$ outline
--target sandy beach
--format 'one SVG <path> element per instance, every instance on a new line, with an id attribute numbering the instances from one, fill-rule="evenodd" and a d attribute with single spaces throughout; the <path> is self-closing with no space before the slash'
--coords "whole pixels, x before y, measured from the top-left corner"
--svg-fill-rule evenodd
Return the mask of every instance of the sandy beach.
......
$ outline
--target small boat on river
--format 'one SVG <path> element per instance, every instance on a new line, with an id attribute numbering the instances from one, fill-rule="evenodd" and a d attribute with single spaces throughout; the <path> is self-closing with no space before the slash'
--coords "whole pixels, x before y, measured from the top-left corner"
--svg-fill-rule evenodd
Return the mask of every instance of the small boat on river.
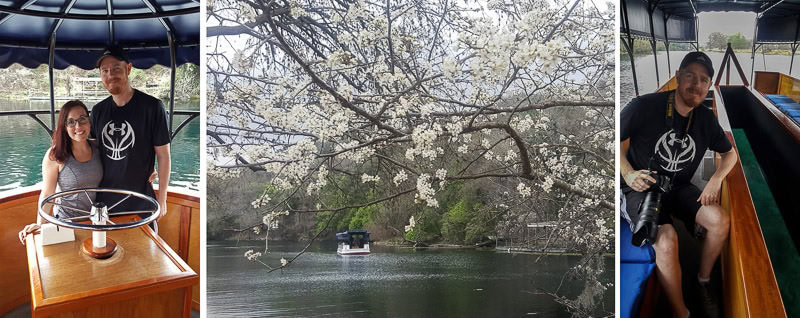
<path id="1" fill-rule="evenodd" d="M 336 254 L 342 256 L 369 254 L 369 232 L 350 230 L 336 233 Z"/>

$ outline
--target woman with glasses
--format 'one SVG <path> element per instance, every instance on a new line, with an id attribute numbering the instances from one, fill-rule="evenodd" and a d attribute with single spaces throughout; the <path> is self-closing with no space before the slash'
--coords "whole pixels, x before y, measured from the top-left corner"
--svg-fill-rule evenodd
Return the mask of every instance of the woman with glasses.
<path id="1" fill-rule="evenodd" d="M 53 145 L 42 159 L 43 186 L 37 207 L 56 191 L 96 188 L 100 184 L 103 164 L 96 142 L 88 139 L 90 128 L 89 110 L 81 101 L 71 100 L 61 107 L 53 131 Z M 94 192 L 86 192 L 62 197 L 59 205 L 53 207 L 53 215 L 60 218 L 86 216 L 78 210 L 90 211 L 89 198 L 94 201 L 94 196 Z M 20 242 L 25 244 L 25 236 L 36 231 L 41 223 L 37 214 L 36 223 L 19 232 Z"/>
......
→ **What is required**
Provide every line from the material that contains the word "target".

→ **Worked solution**
--target sandy beach
--target small boat on river
--target woman with glasses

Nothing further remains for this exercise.